Aim: Copy the lines of the material below verbatim, from the line holding "Annotation task — tag the plywood" through the line holding "[(128, 21)]", both included, and output only those lines.

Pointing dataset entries
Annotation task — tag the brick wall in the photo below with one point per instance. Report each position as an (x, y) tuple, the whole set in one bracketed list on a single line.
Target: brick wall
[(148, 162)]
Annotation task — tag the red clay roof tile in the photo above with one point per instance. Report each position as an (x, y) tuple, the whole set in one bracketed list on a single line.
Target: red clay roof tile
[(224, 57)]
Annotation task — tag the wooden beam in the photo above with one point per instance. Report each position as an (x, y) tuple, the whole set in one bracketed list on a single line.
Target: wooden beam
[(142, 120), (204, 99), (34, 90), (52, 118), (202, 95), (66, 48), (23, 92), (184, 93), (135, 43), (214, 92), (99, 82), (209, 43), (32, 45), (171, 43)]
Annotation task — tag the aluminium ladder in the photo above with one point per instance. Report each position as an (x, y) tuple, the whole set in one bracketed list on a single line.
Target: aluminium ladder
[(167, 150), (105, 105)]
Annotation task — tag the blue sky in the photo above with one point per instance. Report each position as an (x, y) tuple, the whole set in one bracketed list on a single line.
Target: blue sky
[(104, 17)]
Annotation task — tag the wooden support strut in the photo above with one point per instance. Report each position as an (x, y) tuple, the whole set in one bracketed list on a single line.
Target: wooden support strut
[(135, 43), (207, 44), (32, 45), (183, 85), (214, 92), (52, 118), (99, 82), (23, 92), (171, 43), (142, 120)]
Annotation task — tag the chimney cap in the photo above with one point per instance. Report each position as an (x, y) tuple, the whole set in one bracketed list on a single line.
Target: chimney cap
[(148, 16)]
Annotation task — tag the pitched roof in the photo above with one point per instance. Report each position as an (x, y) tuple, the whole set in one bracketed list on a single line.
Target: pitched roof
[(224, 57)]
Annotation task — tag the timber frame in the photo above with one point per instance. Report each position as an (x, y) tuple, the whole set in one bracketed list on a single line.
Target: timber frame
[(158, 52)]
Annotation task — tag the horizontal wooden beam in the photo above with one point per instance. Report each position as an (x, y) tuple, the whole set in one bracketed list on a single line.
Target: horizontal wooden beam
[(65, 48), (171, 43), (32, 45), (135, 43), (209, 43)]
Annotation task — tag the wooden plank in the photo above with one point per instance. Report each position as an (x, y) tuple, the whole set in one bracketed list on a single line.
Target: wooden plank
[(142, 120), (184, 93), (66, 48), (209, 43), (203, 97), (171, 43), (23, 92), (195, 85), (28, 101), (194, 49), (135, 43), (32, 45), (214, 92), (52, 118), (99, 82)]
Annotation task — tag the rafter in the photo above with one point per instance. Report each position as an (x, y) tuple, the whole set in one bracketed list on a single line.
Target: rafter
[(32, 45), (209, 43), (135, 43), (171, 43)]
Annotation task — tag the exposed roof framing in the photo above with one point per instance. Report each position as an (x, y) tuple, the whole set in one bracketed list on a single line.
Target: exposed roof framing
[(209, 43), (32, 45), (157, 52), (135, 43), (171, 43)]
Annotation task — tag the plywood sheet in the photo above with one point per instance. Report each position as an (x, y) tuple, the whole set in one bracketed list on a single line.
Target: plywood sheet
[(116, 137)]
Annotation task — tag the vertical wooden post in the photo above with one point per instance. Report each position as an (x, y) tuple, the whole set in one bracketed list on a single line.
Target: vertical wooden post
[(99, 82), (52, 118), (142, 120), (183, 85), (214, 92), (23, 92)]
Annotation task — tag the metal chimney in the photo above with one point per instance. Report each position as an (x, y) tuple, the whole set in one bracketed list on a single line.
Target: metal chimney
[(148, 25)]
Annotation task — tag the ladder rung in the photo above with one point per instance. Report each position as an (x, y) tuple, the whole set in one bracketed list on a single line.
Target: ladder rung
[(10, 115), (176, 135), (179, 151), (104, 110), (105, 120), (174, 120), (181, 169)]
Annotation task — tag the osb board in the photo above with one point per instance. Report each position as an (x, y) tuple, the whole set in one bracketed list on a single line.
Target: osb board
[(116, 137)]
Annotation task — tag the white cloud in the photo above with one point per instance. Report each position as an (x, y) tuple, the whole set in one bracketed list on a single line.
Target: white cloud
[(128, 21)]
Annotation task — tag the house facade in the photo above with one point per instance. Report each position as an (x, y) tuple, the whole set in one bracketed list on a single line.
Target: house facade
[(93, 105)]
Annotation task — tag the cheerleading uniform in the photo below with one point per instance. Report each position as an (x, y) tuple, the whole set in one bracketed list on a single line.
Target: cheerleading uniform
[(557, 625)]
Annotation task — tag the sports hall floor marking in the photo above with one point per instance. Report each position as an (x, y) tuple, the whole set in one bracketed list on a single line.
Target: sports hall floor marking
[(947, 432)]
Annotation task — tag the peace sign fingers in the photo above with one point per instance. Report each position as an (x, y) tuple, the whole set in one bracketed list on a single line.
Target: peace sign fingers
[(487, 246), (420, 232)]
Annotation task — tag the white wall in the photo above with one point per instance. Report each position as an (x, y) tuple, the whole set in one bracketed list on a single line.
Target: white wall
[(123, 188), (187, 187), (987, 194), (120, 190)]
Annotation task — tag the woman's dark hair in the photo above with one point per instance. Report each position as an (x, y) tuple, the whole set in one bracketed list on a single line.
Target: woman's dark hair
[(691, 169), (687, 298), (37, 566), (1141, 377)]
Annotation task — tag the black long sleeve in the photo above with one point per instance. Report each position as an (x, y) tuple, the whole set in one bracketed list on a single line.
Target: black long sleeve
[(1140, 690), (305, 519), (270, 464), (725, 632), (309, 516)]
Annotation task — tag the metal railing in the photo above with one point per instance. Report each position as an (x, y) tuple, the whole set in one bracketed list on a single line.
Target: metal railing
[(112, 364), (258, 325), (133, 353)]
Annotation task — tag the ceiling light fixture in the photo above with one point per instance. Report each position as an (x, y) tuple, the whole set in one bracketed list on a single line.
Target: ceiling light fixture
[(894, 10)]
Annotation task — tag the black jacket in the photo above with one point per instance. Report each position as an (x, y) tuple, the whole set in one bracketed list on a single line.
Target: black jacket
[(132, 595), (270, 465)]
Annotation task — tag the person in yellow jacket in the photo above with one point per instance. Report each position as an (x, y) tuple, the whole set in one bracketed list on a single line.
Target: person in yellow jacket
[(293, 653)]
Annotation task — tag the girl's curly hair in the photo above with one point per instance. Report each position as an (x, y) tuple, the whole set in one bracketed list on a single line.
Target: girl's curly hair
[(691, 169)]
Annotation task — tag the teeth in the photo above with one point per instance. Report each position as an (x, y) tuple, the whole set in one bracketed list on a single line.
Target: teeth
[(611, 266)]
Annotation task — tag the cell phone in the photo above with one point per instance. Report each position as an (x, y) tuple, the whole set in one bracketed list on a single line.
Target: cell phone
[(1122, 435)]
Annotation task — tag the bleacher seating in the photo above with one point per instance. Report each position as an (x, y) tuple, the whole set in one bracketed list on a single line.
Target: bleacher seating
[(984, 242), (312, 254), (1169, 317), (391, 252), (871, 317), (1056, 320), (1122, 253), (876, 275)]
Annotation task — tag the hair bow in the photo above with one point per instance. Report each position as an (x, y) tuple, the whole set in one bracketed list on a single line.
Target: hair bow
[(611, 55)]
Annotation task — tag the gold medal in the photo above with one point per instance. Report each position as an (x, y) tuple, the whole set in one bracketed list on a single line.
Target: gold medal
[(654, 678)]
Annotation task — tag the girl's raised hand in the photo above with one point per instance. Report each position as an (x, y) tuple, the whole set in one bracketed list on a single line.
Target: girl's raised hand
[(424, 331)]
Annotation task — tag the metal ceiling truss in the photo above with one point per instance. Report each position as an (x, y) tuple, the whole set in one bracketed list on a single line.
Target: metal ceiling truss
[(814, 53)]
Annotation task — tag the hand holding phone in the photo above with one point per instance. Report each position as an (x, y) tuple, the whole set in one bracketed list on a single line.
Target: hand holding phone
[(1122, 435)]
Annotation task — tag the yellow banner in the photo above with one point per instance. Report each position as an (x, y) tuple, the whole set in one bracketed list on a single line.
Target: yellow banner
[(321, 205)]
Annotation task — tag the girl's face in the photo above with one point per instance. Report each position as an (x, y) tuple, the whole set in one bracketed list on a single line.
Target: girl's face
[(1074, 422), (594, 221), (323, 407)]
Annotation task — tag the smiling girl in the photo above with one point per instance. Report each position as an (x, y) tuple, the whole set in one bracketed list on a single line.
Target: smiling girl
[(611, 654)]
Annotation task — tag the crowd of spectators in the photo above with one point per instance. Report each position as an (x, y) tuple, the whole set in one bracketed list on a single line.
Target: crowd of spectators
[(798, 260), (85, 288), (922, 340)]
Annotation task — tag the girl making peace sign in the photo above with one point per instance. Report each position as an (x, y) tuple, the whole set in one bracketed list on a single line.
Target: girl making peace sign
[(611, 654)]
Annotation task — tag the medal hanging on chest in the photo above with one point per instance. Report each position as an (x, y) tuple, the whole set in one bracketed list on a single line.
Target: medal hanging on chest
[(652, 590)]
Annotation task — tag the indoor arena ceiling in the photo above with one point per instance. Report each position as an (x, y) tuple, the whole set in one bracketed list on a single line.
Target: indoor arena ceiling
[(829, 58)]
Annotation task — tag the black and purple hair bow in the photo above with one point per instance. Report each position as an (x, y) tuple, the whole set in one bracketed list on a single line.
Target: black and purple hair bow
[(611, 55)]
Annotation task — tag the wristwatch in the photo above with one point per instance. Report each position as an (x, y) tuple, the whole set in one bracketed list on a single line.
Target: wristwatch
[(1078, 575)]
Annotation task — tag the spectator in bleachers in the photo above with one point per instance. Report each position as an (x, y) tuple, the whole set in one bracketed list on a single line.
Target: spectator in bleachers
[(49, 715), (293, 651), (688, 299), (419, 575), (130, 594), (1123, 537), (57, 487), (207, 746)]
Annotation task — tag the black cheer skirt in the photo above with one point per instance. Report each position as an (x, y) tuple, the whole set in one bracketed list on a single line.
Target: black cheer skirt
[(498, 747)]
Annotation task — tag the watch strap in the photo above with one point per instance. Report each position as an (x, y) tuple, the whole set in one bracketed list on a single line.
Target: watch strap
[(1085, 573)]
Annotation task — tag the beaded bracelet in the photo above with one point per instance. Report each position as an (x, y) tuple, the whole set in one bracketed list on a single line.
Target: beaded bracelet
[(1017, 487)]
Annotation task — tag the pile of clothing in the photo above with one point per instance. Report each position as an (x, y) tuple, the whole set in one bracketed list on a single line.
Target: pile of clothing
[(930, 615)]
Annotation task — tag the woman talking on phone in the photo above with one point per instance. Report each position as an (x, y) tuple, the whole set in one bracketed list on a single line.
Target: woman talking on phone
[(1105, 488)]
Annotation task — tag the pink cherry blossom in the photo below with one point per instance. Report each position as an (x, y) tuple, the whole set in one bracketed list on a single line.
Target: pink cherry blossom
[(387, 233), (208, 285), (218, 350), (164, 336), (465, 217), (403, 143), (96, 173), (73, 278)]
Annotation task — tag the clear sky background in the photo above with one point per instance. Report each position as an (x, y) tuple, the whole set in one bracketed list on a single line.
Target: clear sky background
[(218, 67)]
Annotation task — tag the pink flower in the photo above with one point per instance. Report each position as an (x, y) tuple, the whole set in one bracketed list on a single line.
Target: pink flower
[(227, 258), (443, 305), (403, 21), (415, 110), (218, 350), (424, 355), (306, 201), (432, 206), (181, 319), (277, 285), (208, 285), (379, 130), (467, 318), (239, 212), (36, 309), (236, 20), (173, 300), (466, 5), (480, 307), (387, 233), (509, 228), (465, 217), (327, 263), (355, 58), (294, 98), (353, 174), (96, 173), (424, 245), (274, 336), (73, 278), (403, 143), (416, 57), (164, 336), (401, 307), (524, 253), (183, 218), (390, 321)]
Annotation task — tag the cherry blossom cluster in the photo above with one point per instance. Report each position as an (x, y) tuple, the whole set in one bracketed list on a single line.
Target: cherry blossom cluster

Solution to the problem:
Annotation task — tag the plywood sheet in the photo above with one point per instance. Report each position as an (x, y) tuple, the whole set in one bracketed list on a single line.
Target: plywood sheet
[(116, 137)]
Annotation task — tag the vertical wooden post in the photo above with one point per instance. Report each position as an (x, y) tuple, the whole set in one bracketed list on a single line.
Target: vertical wooden post
[(99, 82), (52, 118), (142, 120), (183, 85), (214, 92), (23, 92)]
Annotation task — tag the metal chimney in the photo above with one point per instance. Report each position as an (x, y) tuple, the whole set in one bracketed list on a single line.
Target: metal chimney
[(148, 25)]
Annotation task — tag the ladder rung in the photo above with one point per instance. Report each position as an (x, y) tuple, the whole set in one bracketed list on a single line.
Target: ladder rung
[(10, 115), (176, 135), (179, 151), (104, 110), (105, 120), (174, 120), (181, 169)]
Annotation task — tag the osb board in the photo above with one point per instance. Report each position as an (x, y) tuple, the whole set in one bracketed list on a single line.
Target: osb board
[(116, 137)]
Annotation task — tag the white cloud in the photo above with one point per instance. Report each position as an (x, y) tuple, the whole set in one bracketed list on a single line.
Target: white cloud
[(128, 21)]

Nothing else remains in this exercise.